1) At the top of the building, the ball has more potential energy

2) When the ball is halfway through the fall, the potential energy and the kinetic energy are equal

3) Before hitting the ground, the ball has more kinetic energy

4) The potential energy at the top of the building is 784 J

5) The potential energy halfway through the fall is 392 J

6) The kinetic energy halfway through the fall is 392 J

7) The kinetic energy just before hitting the ground is 784 J

Explanation:

1)

The potential energy of an object is given by

$PE=mgh$

where

m is the mass

g is the acceleration of gravity

h is the height relative to the ground

While the kinetic energy is given by

$KE=\frac{1}{2}mv^2$

where v is the speed of the object

When the ball is sitting on the top of the building, we have

$h=40 m$ , therefore the potential energy is not zero
$v=0$ , since the ball is at rest, therefore the kinetic energy is zero

This means that the ball has more potential energy than kinetic energy.

2)

When the ball is halfway through the fall, the height is

$h=20 m$

So, half of its initial height. This also means that the potential energy is now half of the potential energy at the top (because potential energy is directly proportional to the height).

The total mechanical energy of the ball, which is conserved, is the sum of potential and kinetic energy:

$E=PE+KE=const.$

At the top of the building,

$E=PE_{top}$

While halfway through the fall,

$PE_{half}=\frac{PE_{top}}{2}=\frac{E}{2}$

And the mechanical energy is

$E=PE_{half} + KE_{half} = \frac{PE_{top}}{2}+KE_{half}=\frac{E}{2}+KE_{half}$

which means

$KE_{half}=\frac{E}{2}$

So, when the ball is halfway through the fall, the potential energy and the kinetic energy are equal, and they are both half of the total energy.

3)

Just before the ball hits the ground, the situation is the following:

The height of the ball relative to the ground is now zero: $h=0$ . This means that the potential energy of the ball is zero: $PE=0$

The kinetic energy, instead, is not zero: in fact, the ball has gained speed during the fall, so $v\neq 0$ , and therefore the kinetic energy is not zero

Therefore, just before the ball hits the ground, it has more kinetic energy than potential energy.

4)

The potential energy of the ball as it sits on top of the building is given by

$PE=mgh$

where:

m = 2 kg is the mass of the ball

$g=9.8 m/s^2$ is the acceleration of gravity

h = 40 m is the height of the building, where the ball is located

Substituting the values, we find the potential energy of the ball at the top of the building:

$PE=(2)(9.8)(40)=784 J$

5)

### LIST OF TASKS:
A: Return the passage of the falling-ball explanation from "When the ball is sitting" to "than kinetic energy.".
B: Using the falling-ball explanation, mark each statement yes or no, and quote the words that decide it: (i) The ball has a mass of 3 kg. (ii) Potential energy is directly proportional to height. (iii) The ball is moving while it sits on top of the building.
These records were taken from a different source than the text.

(Excerpts from point annotation data)

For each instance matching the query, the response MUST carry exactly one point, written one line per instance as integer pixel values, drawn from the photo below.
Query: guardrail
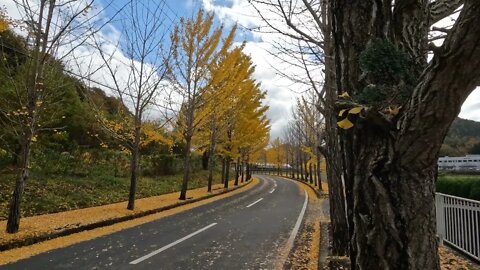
(458, 223)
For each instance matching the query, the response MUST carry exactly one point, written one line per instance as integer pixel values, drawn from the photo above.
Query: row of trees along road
(298, 152)
(392, 82)
(201, 84)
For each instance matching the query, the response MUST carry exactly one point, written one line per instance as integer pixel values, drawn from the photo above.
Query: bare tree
(55, 28)
(137, 68)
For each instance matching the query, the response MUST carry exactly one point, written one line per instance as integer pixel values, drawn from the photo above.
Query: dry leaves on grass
(49, 223)
(450, 261)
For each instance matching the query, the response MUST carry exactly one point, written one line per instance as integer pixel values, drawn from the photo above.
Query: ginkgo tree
(226, 76)
(53, 29)
(246, 115)
(138, 83)
(197, 45)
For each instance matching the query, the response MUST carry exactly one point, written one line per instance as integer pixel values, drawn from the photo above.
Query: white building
(466, 163)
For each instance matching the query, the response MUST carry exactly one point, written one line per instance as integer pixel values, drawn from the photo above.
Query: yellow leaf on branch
(355, 110)
(345, 124)
(394, 110)
(3, 25)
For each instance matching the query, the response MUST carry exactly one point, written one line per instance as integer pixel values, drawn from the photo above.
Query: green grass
(466, 186)
(60, 193)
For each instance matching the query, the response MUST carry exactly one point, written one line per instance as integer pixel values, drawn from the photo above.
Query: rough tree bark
(227, 173)
(391, 161)
(135, 165)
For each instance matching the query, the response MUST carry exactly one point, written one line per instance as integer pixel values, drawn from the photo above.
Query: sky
(281, 92)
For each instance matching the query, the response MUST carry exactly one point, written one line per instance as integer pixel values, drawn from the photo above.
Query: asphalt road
(244, 231)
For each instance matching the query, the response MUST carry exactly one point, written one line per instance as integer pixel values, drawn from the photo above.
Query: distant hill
(463, 138)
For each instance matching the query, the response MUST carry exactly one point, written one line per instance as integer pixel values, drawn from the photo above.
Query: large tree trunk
(391, 162)
(186, 169)
(338, 215)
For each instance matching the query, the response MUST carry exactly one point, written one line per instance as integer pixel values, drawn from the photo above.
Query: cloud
(261, 46)
(471, 106)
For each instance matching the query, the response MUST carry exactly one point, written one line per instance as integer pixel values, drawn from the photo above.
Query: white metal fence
(458, 223)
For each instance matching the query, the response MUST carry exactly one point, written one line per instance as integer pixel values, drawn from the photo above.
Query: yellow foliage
(3, 25)
(393, 110)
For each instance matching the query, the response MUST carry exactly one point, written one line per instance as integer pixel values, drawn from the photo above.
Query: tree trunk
(300, 160)
(134, 165)
(310, 175)
(242, 170)
(211, 164)
(338, 214)
(223, 170)
(186, 169)
(227, 173)
(319, 174)
(392, 163)
(237, 172)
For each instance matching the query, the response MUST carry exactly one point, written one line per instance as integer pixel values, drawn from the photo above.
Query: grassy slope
(466, 186)
(50, 195)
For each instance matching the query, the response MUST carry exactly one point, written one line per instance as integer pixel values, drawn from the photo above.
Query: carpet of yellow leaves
(450, 261)
(44, 224)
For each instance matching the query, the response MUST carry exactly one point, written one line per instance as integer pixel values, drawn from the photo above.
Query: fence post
(440, 217)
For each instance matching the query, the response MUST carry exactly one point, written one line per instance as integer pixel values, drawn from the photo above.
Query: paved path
(245, 231)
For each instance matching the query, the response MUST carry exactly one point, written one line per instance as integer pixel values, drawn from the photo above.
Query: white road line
(153, 253)
(254, 202)
(291, 239)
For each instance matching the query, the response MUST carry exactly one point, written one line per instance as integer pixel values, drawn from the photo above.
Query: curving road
(245, 231)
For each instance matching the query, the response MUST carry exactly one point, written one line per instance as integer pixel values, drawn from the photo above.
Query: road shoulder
(85, 224)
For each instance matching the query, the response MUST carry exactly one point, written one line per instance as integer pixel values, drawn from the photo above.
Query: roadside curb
(317, 192)
(52, 235)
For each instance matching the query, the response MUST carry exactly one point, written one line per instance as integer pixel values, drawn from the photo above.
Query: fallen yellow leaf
(345, 124)
(355, 110)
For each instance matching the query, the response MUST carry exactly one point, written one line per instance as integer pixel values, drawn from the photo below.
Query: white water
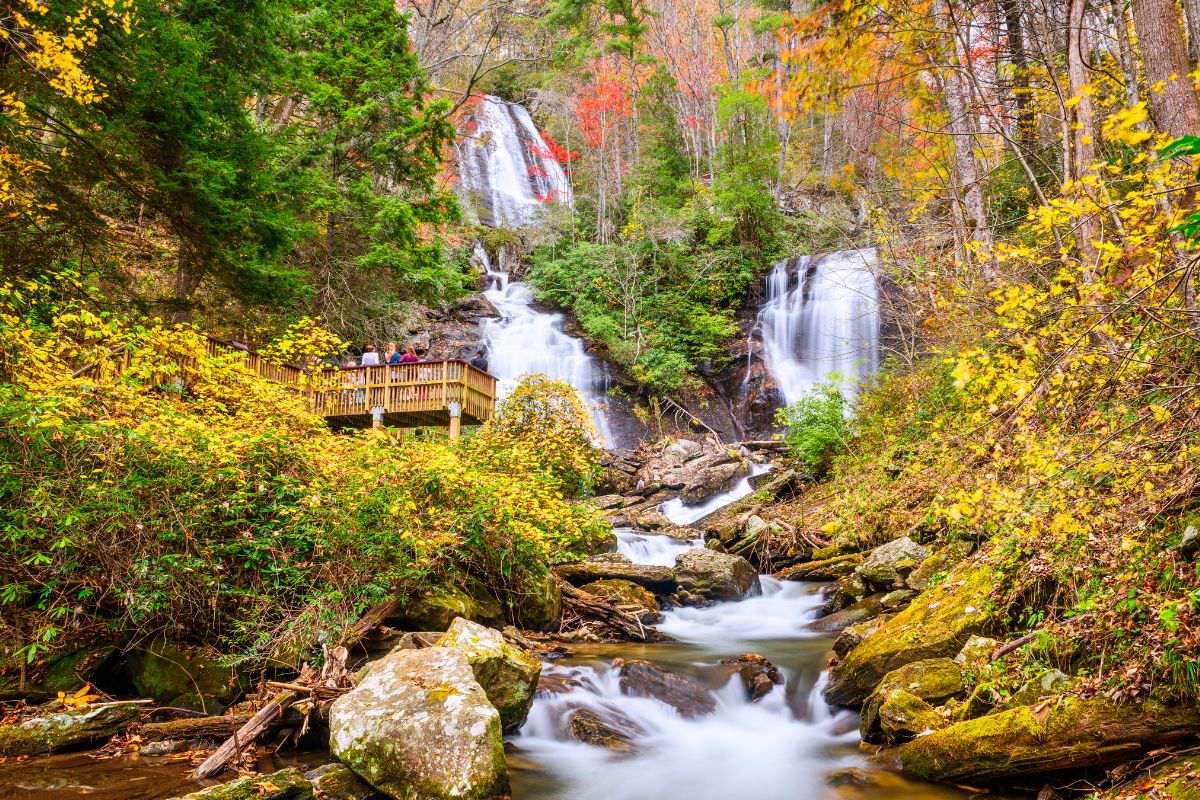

### THE RESULTS:
A:
When the ball is sitting on the top of the building, we have

$h=40 m$ , therefore the potential energy is not zero
$v=0$ , since the ball is at rest, therefore the kinetic energy is zero

This means that the ball has more potential energy than kinetic energy.

B:
(i) No: "m = 2 kg is the mass of the ball"
(ii) Yes: "potential energy is directly proportional to the height"
(iii) No: "since the ball is at rest, therefore the kinetic energy is zero"